◆ TASK DESCRIPTION: Wherever "wave" turns up in the entries, copy out the line that holds it.

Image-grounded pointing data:

==========

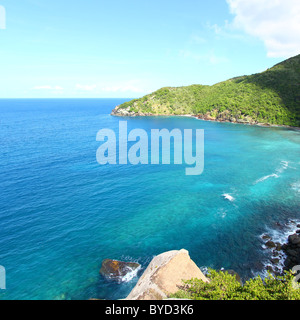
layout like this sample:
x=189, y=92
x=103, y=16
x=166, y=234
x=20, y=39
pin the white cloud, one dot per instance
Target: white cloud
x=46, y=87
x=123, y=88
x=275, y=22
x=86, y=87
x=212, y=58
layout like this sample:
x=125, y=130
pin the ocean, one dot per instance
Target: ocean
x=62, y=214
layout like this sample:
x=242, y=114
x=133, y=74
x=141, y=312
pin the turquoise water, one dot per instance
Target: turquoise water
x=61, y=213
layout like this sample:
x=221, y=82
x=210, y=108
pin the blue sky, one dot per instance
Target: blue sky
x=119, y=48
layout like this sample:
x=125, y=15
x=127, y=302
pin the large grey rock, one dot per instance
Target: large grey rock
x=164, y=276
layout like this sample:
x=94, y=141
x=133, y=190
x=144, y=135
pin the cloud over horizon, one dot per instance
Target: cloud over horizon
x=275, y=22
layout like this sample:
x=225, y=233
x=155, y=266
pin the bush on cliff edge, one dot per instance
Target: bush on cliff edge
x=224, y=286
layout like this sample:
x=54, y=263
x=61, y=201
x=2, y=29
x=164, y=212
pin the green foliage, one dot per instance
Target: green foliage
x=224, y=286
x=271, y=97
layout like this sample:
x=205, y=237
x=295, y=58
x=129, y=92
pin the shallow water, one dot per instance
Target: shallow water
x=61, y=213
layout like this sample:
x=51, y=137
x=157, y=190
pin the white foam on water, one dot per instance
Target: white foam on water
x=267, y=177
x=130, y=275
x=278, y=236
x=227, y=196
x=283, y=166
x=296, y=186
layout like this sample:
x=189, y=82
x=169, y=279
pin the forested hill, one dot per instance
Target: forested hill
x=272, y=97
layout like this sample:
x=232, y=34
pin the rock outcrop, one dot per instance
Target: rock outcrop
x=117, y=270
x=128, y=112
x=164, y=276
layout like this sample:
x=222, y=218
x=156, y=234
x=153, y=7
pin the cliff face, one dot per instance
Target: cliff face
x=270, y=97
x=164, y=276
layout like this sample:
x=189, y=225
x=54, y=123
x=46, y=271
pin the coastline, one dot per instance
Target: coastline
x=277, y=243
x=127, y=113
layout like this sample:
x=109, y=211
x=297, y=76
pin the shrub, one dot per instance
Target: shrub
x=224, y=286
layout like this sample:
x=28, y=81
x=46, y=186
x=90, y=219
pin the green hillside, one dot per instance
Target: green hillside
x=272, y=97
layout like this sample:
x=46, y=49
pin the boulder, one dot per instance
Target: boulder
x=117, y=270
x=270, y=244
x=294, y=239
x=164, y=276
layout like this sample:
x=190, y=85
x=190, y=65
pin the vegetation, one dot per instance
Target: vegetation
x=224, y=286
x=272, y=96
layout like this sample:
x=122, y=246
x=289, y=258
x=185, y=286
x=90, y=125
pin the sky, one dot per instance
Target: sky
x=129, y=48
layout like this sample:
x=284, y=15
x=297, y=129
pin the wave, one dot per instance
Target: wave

==========

◆ SOLUTION TO THIS TASK:
pin the wave, one dot per instance
Target: wave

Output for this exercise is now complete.